TASK 1: Reproduce the passage of the article on healthcare practices' digital mistakes word for word, starting with "- NAP refers" and going on through "erodes your brand.".
TASK 2: Write the next part of the article on digital mistakes healthcare practices make, picking up right after its final sentence.

DOCUMENT EXTRACT:
——————

Is Your Healthcare Practice Making These Digital Mistakes?
When running a successful healthcare practice in the digital age, most administrators focus on HIPAA regulations and strictly following them to keep patients’ PHI safe.
But there’s more to digital than what you can’t do online!
With the public face of your digital presence (website, social media and online listings), there’s a lot you can do to market your practice successfully (while still adhering to HIPAA).
We’d like to share five things many healthcare practices are missing or using incorrectly in their digital presence:
1. Have bad NAP?
- NAP refers to “Name, Address and Phone Number” — the core to all online business information. These three data fields represent your business’s most valuable contact information.
- When you originally set up your digital listings (social media, Yelp, Yellow Pages, etc.), you may not have listed your information consistently across all sites. The listing service may have also auto-generated a page by pulling information from your website.
- When your NAP is inconsistent across the web, it creates SEO havoc. You may not be getting as high on Google or other search results pages, thus losing potential customers.
- If your patients and clients are seeing your name or address inconsistently listed, it confuses them and erodes your brand.
2. Your site is abandoned (and sad)
- Back in the “old days” of websites, most companies paid someone to put their brochure content online, thus building their first website…and never updating it until it was time for a new website. Luckily, websites are now easier to update with new, fresh content. It’s critical that you invest time and energy into regularly refreshing your site with new blog posts, updated doctor bios and videos, new staff listings, new services and other relevant information.
- An abandoned site hurts your marketing efforts. When you don’t update your website frequently, search engines like Google think your site is stale and outdated which lowers it’s SEO ranking.

——————

DATA SHOWN:

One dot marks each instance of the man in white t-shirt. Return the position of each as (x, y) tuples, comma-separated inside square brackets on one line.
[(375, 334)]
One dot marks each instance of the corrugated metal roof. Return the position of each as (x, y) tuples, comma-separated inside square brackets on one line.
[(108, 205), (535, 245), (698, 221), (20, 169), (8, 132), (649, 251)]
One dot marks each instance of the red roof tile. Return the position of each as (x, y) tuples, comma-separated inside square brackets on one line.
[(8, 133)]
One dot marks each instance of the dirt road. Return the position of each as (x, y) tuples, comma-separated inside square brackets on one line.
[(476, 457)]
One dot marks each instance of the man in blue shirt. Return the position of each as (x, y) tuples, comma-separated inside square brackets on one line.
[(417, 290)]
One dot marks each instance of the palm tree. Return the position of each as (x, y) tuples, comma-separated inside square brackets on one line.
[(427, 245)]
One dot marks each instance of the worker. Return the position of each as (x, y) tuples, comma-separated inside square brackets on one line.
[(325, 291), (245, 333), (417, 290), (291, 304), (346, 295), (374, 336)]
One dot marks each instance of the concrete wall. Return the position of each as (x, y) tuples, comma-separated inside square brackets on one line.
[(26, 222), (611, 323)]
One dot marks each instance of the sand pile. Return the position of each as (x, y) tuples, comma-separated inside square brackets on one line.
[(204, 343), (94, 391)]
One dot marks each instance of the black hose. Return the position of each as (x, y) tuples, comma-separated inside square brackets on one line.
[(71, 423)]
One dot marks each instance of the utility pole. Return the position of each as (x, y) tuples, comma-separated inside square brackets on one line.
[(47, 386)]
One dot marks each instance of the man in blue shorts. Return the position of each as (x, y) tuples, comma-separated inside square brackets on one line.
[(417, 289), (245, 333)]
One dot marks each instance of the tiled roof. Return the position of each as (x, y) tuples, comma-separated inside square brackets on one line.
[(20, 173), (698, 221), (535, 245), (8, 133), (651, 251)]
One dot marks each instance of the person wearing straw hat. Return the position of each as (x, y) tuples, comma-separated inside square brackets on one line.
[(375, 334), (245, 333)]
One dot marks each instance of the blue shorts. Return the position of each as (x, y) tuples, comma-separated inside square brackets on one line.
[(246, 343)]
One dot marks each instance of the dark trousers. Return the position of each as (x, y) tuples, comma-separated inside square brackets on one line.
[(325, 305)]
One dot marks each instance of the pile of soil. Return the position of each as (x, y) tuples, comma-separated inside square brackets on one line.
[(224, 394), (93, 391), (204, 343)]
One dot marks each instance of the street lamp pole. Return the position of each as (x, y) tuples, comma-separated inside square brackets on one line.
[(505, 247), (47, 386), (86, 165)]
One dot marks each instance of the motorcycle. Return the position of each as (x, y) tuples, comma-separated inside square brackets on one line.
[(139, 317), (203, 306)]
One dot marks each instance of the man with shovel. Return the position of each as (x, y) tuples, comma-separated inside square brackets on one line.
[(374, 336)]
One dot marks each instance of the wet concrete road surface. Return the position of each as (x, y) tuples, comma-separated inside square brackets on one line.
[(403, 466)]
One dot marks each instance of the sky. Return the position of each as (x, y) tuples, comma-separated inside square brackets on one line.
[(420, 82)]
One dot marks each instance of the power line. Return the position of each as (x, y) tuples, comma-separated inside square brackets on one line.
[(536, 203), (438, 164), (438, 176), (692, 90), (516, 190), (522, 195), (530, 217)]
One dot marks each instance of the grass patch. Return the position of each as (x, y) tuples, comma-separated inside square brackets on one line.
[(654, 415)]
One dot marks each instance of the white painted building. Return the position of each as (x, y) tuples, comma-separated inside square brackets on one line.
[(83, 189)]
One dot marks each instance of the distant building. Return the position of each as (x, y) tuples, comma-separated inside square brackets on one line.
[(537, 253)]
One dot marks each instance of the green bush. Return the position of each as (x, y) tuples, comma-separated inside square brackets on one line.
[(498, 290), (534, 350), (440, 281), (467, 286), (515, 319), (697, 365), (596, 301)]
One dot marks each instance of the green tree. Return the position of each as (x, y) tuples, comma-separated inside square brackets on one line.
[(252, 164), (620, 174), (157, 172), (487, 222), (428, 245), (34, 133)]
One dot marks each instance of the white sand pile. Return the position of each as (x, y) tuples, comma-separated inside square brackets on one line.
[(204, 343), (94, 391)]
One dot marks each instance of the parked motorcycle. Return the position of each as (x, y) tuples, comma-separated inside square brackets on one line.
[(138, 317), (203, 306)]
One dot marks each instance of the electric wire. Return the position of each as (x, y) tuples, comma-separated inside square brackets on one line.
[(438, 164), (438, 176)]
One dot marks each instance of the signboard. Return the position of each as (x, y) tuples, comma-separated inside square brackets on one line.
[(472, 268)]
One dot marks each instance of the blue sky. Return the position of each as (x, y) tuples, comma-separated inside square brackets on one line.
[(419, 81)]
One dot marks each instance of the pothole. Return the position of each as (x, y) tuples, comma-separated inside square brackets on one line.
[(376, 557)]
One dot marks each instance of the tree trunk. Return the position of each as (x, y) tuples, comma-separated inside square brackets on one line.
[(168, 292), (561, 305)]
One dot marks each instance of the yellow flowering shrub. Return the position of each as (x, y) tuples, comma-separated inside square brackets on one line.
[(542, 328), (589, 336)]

——————

ANSWER SECTION 1:
- NAP refers to “Name, Address and Phone Number” — the core to all online business information. These three data fields represent your business’s most valuable contact information.
- When you originally set up your digital listings (social media, Yelp, Yellow Pages, etc.), you may not have listed your information consistently across all sites. The listing service may have also auto-generated a page by pulling information from your website.
- When your NAP is inconsistent across the web, it creates SEO havoc. You may not be getting as high on Google or other search results pages, thus losing potential customers.
- If your patients and clients are seeing your name or address inconsistently listed, it confuses them and erodes your brand.

ANSWER SECTION 2:
- Tip: Use a content calendar to plan what you’ll post to the website, and plan to post at least a few times a month. Each time you post a blog, you create a new page on your site (and updated content for your customers).
3. Got link juice?
- “Link juice” is what happens when you link to other sites from your site (outbound links to referring clinics, partners you work with or associations you belong to). It also accounts for links coming into your site (social media posts, online listings, partner clinics or associations you belong to, the local Chamber of Commerce or a board linking to your site).
- Without inbound and outbound links, you can be disconnected online—floating around with no digital friends. Search engines like Google don’t like that because it makes you seem less trustworthy. Link juice shows them that you play nice with others, and that others find you relevant (like when a trusted site such as LinkedIn is linking to you 50 times—one for each blog post you’ve shared and linked back to your site). Link juice is great for SEO and will help your site get to the top page of search results.
4. Your site and social don’t match your marketing
- Going hand-in-hand with an outdated site is a site that doesn’t match your business’ current marketing campaign. If you’ve updated your billboards, TV ads or other mass marketing messages, but your website doesn’t reflect or echo any of the current campaign, it will cause a disconnect between you and your audience.
- This same rule goes for your social media accounts—you’ll want to match your current campaign on your Facebook cover image, especially if you have a direct offer or call to action you’d like people to take. Remember—if people see one thing in the media and another thing online, it can cause confusion, and confusion causes inaction!
5. Getting too fancy with “micro-sites”
- Micro-sites originally seemed like a great solution to launching a new campaign or product without adding a new section to your primary website. A company would buy a new URL (web address) and build a completely new website for just one aspect of their business on this “micro-site,” then spend money to send traffic to it. This is actually detrimental to your overall user experience because it splits up your web traffic and trains your audience to go to a different website other than your primary site. Since most micro-sites were usually temporary, long-term benefits were never fully realized.
- Don’t split hairs with your marketing. Keep everything on one site–your primary website. Then, interlink to areas you’d like your audience to see or use in-bound links directly to landing pages created for specific promotions. This will help keep your brand strong, your message clear, your SEO optimized, and your audience happy!
As a healthcare professional, you’re doing well to focus on keeping your patients’ PHI safe. But beyond HIPAA, more attention to your digital presence will strengthen your brand and allow your practice to take advantage of all the benefits of digital communication and marketing.